Only the number is wanted: how many lines in the material below contain "facade".

_The data_
>>>>

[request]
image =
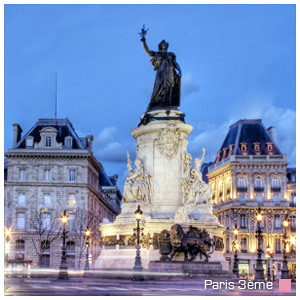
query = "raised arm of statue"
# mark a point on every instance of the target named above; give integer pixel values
(149, 52)
(129, 167)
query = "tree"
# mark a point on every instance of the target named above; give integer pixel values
(46, 229)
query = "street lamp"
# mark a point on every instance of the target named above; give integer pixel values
(138, 263)
(259, 270)
(236, 247)
(7, 235)
(63, 268)
(87, 234)
(285, 271)
(269, 256)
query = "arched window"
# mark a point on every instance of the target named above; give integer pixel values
(45, 255)
(20, 250)
(241, 184)
(258, 184)
(275, 184)
(70, 251)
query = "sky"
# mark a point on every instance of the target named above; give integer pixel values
(237, 62)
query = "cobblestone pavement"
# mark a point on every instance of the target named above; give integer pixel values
(111, 287)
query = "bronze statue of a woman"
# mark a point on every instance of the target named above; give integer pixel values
(166, 90)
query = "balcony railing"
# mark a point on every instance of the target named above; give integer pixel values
(259, 189)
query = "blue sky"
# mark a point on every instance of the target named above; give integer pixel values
(237, 61)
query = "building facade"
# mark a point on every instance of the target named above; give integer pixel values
(50, 170)
(250, 172)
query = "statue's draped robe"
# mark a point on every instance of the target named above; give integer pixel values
(166, 90)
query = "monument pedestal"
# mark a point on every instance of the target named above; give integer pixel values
(168, 190)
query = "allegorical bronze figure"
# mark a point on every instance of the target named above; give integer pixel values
(166, 90)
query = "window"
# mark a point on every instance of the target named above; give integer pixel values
(46, 220)
(71, 222)
(45, 257)
(277, 246)
(20, 250)
(47, 201)
(258, 182)
(277, 222)
(21, 200)
(244, 247)
(243, 221)
(258, 198)
(22, 174)
(275, 182)
(29, 142)
(47, 175)
(68, 142)
(21, 221)
(48, 141)
(70, 251)
(71, 200)
(71, 175)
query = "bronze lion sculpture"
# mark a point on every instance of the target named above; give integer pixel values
(194, 242)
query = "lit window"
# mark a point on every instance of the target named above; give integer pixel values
(241, 182)
(68, 142)
(258, 198)
(21, 200)
(71, 200)
(20, 221)
(29, 142)
(46, 219)
(275, 183)
(71, 175)
(243, 221)
(47, 202)
(277, 223)
(71, 222)
(22, 174)
(48, 141)
(47, 175)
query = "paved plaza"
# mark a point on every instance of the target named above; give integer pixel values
(81, 286)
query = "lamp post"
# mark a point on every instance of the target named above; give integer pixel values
(138, 263)
(235, 247)
(285, 274)
(87, 234)
(7, 235)
(269, 256)
(63, 268)
(259, 270)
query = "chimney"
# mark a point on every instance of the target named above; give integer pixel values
(17, 133)
(271, 132)
(90, 139)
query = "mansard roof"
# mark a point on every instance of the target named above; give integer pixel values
(247, 132)
(64, 128)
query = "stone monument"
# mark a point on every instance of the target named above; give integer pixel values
(168, 188)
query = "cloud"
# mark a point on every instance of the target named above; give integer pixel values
(108, 148)
(212, 135)
(189, 84)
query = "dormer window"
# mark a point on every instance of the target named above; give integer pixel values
(270, 148)
(244, 148)
(68, 142)
(29, 142)
(230, 150)
(256, 148)
(48, 141)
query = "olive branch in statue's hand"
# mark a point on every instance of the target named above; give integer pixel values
(143, 32)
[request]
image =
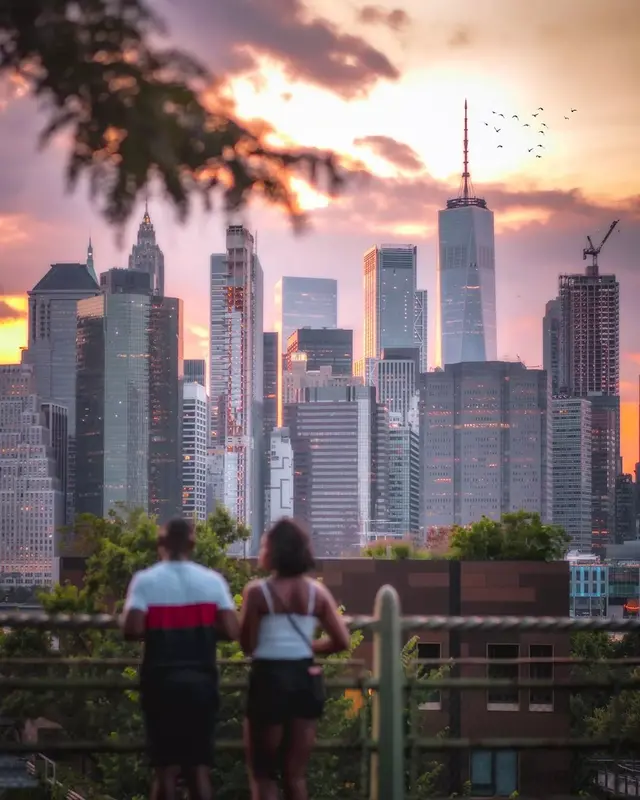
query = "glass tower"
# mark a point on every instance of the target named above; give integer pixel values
(466, 275)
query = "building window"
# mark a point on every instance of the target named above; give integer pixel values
(541, 699)
(494, 773)
(428, 700)
(503, 698)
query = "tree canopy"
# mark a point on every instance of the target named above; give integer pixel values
(136, 112)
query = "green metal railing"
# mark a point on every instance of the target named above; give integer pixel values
(389, 741)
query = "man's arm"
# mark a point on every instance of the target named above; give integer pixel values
(227, 616)
(133, 619)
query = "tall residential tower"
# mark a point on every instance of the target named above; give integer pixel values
(466, 281)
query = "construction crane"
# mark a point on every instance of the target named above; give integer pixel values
(594, 252)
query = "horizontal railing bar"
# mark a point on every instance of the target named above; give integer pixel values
(115, 746)
(533, 743)
(559, 624)
(124, 684)
(136, 662)
(30, 619)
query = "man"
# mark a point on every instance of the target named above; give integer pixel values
(181, 610)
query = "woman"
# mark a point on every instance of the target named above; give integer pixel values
(279, 620)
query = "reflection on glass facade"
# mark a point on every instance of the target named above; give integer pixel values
(113, 402)
(300, 302)
(323, 348)
(466, 283)
(52, 347)
(339, 438)
(389, 298)
(165, 392)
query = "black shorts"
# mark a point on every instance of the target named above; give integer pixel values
(180, 711)
(280, 691)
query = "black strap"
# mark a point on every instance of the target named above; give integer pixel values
(289, 616)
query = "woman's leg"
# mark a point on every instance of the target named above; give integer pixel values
(263, 748)
(301, 737)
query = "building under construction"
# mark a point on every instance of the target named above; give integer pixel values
(590, 367)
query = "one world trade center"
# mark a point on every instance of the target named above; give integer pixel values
(466, 275)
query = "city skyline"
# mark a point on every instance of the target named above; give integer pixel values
(544, 210)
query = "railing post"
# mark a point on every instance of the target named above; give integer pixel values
(387, 763)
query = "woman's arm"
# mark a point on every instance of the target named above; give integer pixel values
(337, 636)
(249, 619)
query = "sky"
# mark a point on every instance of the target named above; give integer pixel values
(384, 83)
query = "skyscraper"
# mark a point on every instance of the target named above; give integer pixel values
(236, 364)
(146, 255)
(421, 328)
(484, 441)
(389, 297)
(323, 347)
(194, 451)
(590, 367)
(195, 371)
(31, 497)
(551, 327)
(52, 348)
(129, 398)
(300, 302)
(571, 468)
(465, 273)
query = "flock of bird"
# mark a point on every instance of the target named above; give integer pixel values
(543, 127)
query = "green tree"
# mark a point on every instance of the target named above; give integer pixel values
(135, 111)
(517, 536)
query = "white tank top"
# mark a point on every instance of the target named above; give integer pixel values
(278, 640)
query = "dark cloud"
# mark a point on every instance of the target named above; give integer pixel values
(461, 37)
(396, 19)
(8, 314)
(229, 37)
(397, 153)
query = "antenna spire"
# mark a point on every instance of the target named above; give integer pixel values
(465, 156)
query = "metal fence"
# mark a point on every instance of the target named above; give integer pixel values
(389, 740)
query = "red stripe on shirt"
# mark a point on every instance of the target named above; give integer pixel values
(195, 615)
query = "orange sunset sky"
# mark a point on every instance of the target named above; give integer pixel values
(385, 83)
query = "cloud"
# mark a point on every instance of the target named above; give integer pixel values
(232, 36)
(396, 19)
(8, 313)
(397, 153)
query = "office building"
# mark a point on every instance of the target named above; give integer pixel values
(195, 371)
(301, 302)
(571, 469)
(551, 327)
(52, 348)
(396, 383)
(421, 328)
(146, 256)
(625, 509)
(165, 400)
(590, 367)
(389, 297)
(280, 475)
(324, 347)
(340, 440)
(484, 442)
(236, 364)
(465, 274)
(129, 398)
(31, 497)
(195, 425)
(271, 361)
(404, 478)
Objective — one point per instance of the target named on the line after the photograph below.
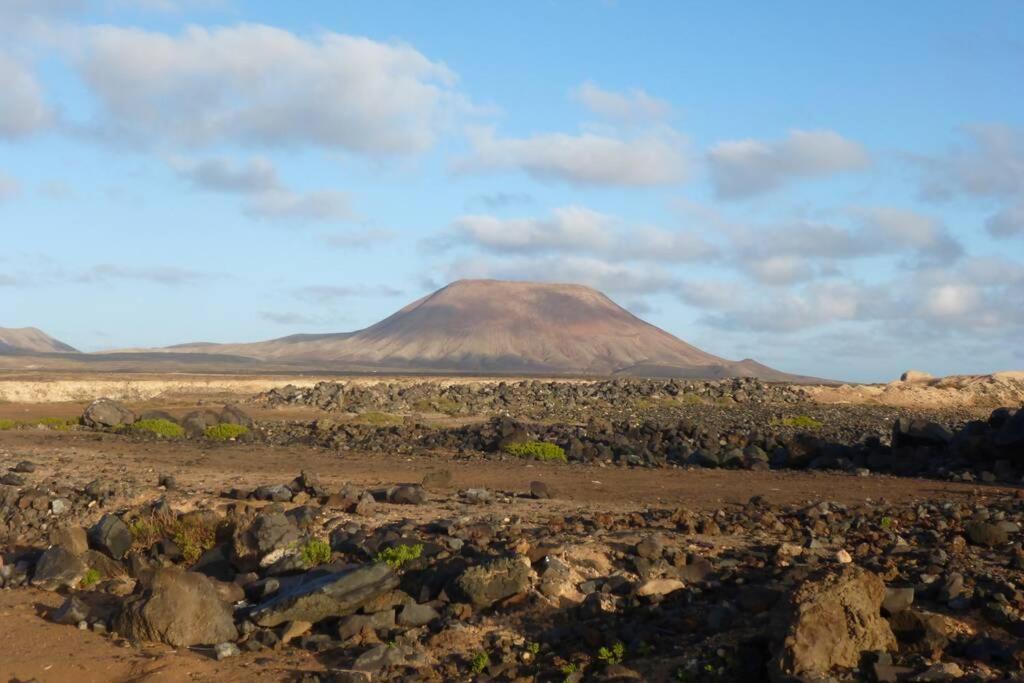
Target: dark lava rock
(112, 536)
(484, 585)
(408, 495)
(179, 608)
(326, 596)
(58, 568)
(107, 414)
(985, 534)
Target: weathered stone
(179, 608)
(107, 414)
(72, 539)
(58, 568)
(112, 536)
(829, 621)
(482, 586)
(985, 534)
(325, 596)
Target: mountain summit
(30, 340)
(487, 326)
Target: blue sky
(836, 190)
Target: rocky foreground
(416, 582)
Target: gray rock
(58, 568)
(408, 495)
(985, 534)
(416, 614)
(111, 536)
(180, 608)
(325, 596)
(484, 585)
(897, 599)
(107, 414)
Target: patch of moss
(397, 556)
(315, 552)
(224, 431)
(798, 421)
(90, 579)
(548, 453)
(379, 419)
(159, 427)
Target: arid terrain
(325, 528)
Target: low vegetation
(798, 421)
(47, 422)
(548, 453)
(159, 427)
(397, 556)
(90, 579)
(224, 431)
(379, 419)
(193, 536)
(315, 552)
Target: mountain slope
(481, 326)
(30, 340)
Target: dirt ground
(33, 648)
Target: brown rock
(828, 621)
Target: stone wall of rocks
(534, 398)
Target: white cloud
(325, 205)
(990, 165)
(635, 107)
(358, 239)
(1007, 222)
(223, 175)
(267, 197)
(615, 278)
(654, 158)
(9, 187)
(261, 85)
(743, 168)
(577, 230)
(23, 110)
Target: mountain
(486, 326)
(15, 341)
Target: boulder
(325, 596)
(828, 621)
(107, 414)
(232, 415)
(72, 539)
(56, 568)
(196, 422)
(180, 608)
(112, 536)
(484, 585)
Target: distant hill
(15, 341)
(486, 326)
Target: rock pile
(749, 592)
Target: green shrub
(190, 535)
(799, 421)
(479, 663)
(159, 427)
(224, 431)
(538, 451)
(315, 552)
(55, 423)
(90, 579)
(613, 655)
(397, 556)
(380, 419)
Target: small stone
(224, 650)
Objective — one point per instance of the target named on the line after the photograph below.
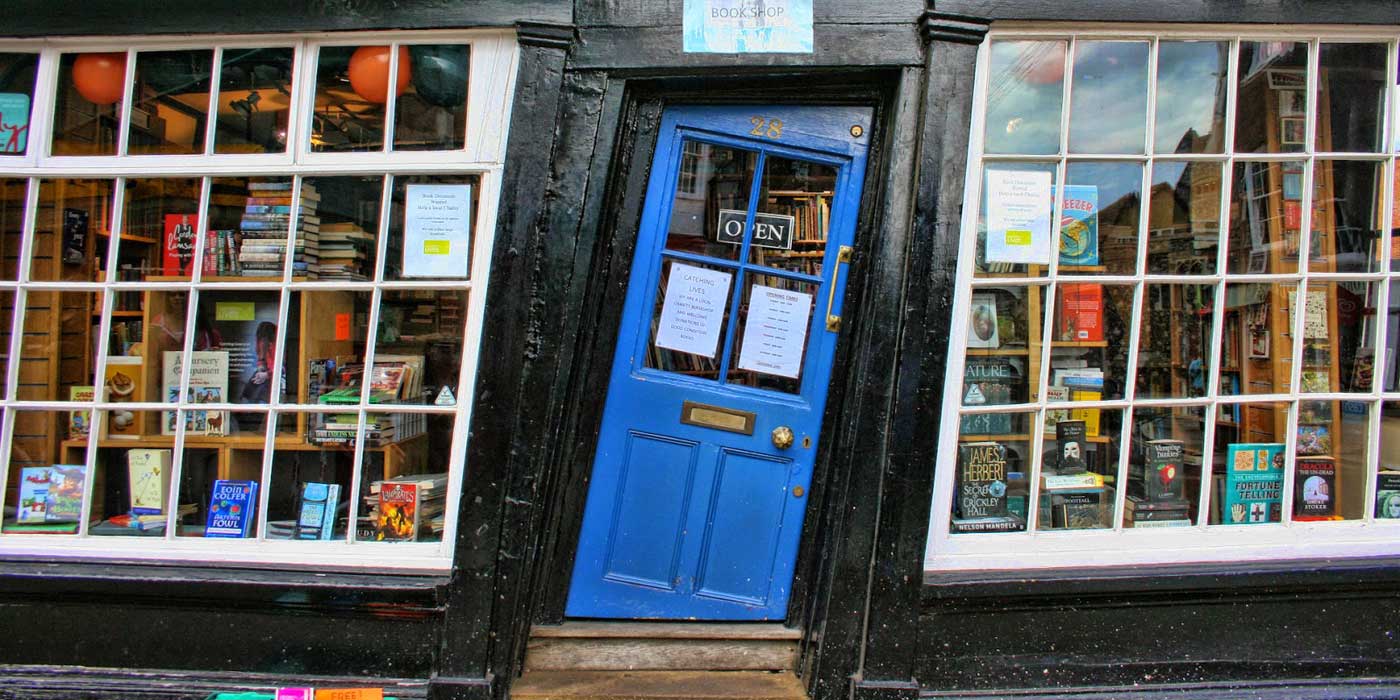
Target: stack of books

<<<<

_Solution to the exercise_
2